* _Prompt_
Within the listing below, show every line that contains the word "wearing".

* _Recorded information_
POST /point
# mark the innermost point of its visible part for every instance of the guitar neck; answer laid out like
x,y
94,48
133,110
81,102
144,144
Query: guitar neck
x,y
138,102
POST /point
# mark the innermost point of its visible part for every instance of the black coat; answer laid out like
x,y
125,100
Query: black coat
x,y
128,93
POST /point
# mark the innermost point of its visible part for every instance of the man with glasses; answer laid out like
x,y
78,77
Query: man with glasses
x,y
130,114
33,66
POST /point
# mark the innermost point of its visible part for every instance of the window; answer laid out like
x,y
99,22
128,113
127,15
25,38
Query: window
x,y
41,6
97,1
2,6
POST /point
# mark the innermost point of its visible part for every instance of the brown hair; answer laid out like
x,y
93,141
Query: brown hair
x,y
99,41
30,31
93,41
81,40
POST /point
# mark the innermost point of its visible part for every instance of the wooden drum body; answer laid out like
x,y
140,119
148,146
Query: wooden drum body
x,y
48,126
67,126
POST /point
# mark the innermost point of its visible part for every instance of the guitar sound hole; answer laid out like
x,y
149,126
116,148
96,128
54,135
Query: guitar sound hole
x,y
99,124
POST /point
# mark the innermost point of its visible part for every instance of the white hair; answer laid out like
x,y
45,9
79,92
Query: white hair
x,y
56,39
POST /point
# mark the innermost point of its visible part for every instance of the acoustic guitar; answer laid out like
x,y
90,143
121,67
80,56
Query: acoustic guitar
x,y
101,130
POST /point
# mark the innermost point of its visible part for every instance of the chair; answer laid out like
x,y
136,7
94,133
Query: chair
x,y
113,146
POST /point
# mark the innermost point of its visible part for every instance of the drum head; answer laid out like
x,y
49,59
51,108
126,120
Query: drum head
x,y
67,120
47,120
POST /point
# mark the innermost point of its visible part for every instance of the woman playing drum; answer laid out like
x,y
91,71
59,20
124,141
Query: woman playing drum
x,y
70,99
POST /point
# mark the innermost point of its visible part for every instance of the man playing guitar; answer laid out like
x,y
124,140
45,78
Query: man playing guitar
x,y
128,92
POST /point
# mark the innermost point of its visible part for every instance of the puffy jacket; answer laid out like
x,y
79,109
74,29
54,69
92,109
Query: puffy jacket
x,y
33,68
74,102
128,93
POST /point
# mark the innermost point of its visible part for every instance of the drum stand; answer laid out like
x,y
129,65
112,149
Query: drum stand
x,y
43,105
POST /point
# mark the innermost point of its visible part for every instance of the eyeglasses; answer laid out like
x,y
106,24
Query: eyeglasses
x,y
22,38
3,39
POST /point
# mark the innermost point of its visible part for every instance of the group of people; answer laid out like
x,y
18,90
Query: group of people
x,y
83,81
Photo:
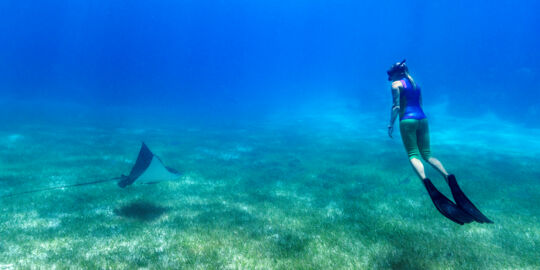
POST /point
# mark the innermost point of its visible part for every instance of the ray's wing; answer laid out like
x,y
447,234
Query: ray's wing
x,y
148,169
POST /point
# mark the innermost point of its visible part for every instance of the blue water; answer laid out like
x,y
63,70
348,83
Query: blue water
x,y
275,113
234,58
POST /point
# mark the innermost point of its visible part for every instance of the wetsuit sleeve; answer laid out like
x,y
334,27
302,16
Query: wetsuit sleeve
x,y
395,104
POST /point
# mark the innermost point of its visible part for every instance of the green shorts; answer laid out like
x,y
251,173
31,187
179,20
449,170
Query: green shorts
x,y
415,136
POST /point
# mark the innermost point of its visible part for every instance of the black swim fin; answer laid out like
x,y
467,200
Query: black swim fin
x,y
445,206
464,203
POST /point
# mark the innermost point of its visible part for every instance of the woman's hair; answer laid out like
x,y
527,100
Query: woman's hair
x,y
399,68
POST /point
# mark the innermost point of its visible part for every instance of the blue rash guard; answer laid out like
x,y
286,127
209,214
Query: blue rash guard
x,y
410,101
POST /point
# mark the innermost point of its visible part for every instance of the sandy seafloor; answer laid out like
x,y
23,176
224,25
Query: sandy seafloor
x,y
326,191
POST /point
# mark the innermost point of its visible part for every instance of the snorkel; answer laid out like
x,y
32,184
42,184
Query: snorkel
x,y
397,68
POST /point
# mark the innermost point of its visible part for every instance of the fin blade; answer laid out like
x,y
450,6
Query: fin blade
x,y
445,206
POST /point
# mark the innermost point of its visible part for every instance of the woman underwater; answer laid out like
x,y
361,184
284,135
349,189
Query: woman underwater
x,y
413,125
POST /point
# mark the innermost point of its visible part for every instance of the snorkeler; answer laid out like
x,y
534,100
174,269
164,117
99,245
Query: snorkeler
x,y
413,125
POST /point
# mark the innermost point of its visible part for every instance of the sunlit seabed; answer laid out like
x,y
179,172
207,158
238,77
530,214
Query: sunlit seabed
x,y
312,192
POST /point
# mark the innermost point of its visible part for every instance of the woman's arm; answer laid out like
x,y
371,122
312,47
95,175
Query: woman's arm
x,y
395,107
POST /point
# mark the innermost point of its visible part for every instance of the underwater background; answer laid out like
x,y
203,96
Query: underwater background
x,y
275,113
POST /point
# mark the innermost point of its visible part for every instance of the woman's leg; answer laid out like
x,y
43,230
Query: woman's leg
x,y
425,149
408,129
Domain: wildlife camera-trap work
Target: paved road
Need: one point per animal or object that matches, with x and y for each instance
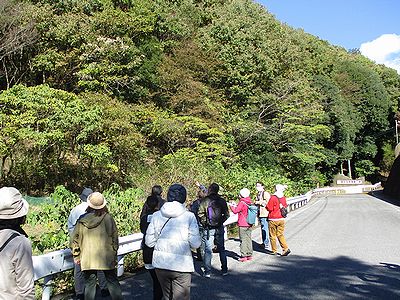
(343, 247)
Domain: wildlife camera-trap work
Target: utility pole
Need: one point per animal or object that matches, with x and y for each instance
(348, 163)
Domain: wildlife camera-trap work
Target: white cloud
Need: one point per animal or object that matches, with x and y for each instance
(384, 50)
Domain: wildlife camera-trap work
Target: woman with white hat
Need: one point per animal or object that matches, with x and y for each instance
(94, 245)
(16, 267)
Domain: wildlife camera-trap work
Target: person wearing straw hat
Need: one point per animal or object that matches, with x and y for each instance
(79, 282)
(94, 245)
(16, 266)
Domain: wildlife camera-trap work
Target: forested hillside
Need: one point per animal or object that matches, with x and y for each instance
(95, 92)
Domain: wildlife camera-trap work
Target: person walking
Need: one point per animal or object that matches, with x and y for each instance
(156, 192)
(173, 231)
(276, 221)
(152, 207)
(245, 229)
(94, 245)
(213, 212)
(76, 213)
(262, 200)
(194, 208)
(16, 266)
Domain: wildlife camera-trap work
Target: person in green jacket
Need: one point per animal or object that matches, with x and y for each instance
(94, 245)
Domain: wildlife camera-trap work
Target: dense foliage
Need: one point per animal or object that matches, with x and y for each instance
(143, 92)
(120, 95)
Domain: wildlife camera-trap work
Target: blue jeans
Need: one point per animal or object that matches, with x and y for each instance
(264, 231)
(112, 283)
(207, 244)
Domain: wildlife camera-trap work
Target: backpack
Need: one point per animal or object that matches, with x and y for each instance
(214, 214)
(252, 211)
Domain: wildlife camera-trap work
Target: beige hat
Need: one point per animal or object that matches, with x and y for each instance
(12, 205)
(96, 200)
(245, 192)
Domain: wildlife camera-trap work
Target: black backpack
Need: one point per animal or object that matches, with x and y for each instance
(214, 214)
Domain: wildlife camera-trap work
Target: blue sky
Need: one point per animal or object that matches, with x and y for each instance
(373, 26)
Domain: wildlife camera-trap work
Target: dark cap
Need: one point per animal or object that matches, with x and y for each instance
(176, 192)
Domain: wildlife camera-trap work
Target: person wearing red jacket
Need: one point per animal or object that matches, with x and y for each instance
(276, 222)
(246, 247)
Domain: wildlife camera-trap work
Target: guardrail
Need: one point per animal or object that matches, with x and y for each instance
(48, 265)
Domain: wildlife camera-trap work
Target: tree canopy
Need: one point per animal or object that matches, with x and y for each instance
(133, 92)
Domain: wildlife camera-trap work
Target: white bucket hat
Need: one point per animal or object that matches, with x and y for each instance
(245, 192)
(12, 205)
(96, 200)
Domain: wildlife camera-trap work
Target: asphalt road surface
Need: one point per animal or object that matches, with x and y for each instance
(343, 247)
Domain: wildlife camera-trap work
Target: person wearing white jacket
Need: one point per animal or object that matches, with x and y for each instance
(173, 232)
(16, 266)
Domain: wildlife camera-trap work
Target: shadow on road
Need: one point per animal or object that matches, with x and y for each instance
(296, 277)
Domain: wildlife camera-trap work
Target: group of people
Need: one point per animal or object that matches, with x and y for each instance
(171, 233)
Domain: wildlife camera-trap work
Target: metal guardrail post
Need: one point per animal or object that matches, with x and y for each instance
(47, 286)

* _Exercise answer_
Target: person wearing straw hat
Target: person wearing red jacket
Target: person wearing white jacket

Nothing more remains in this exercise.